:: Text block ::

Ubuntu comes with iptables, the classic firewall most of the people in the linux community are using. It does it job at protecting against attack from the internet. Just a few words on Firewall, years ago I thought nobody would even try to attack my server as they were nothing of interest for anybody else. If you too think this, you have to understand internet is like walking down a minefield with plane constantly droping bombs in your server. If you don't have a bunker (aka a firewall), it would be like running naked in the middle of the minefield. Well, you'll get hit, then owned and ultimatly your server will participate in some larger attack that make big headline in the news: "The largest attack made against xxxx" or your server will be use to spam other people, that sort of things.

If you're infrastructure consist of one machine, iptables will likely be your only protection. That's why it's important to get this right. If you have many machines part of the same network, then you probably want to use a physical firewall, create a DMZ and a do bunch of enterprise stuff. However if you read this, you probably aren't in this case as you probably don't need a tutorial to show you all the basic things.

Tips: there's some tooling that was build around iptables, ufw seems to be a nice wrapper on top of iptables. In practise, you probably don't want to use it as I've seen some software (eg: docker) who edit their own iptables rules and those rules won't be seen by ufw.

Warning: Don't get locked out of your server while configuring your firewall. It already happenned to me multiple time, it's very easy to do if you don't double check and understand everything we'll do here. To avoid this, I would recommend to follow this guide and make sure you understand the script before launching it.

We'll first create our script and store it under /tmp/firewall.sh. To do this, log into your server and copy and paste this large command:

cat > /tmp/firewall.sh <<EOF
#!/bin/bash

# Flush current rules
iptables -F
iptables -t nat -F
iptables -t mangle -F
iptables -X

# block everything by default
iptables -P INPUT DROP
iptables -P FORWARD DROP
iptables -P OUTPUT ACCEPT

# allow SSH: replace your SSH port if needed
# in
iptables -A INPUT -i eth0 -p tcp --dport 8080 -m state --state NEW,ESTABLISHED -j ACCEPT
iptables -A OUTPUT -o eth0 -p tcp --sport 8080 -m state --state ESTABLISHED -j ACCEPT
# out
iptables -A OUTPUT -o eth0 -p tcp --dport 8080 -m state --state NEW,ESTABLISHED -j ACCEPT
iptables -A INPUT -i eth0 -p tcp --sport 8080 -m state --state ESTABLISHED -j ACCEPT


# allow HTTP
iptables -A INPUT -i eth0 -p tcp --dport 80 -m state --state NEW,ESTABLISHED -j ACCEPT
iptables -A OUTPUT -o eth0 -p tcp --sport 80 -m state --state ESTABLISHED -j ACCEPT

# allow HTTPS
iptables -A INPUT -i eth0 -p tcp --dport 443 -m state --state NEW,ESTABLISHED -j ACCEPT
iptables -A OUTPUT -o eth0 -p tcp --sport 443 -m state --state ESTABLISHED -j ACCEPT


###### 
# PROTECTION TO AVOID GETTING KICK OUT OF THE SERVER
# the idea is we will run this script, if the firewall is badly configure, it will be disabled after 120seconds so that you don't have to call support saying them: I lost access to my machine ....

:::
:: Data extract ::

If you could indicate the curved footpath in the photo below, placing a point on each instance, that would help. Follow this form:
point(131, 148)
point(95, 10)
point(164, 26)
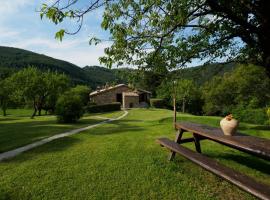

:::

Direction => Reproduce the part of the firewall guide starting with "If you're infrastructure" and going on through "seen by ufw.". You won't need the material for this.

Exercise response =>
If you're infrastructure consist of one machine, iptables will likely be your only protection. That's why it's important to get this right. If you have many machines part of the same network, then you probably want to use a physical firewall, create a DMZ and a do bunch of enterprise stuff. However if you read this, you probably aren't in this case as you probably don't need a tutorial to show you all the basic things.

Tips: there's some tooling that was build around iptables, ufw seems to be a nice wrapper on top of iptables. In practise, you probably don't want to use it as I've seen some software (eg: docker) who edit their own iptables rules and those rules won't be seen by ufw.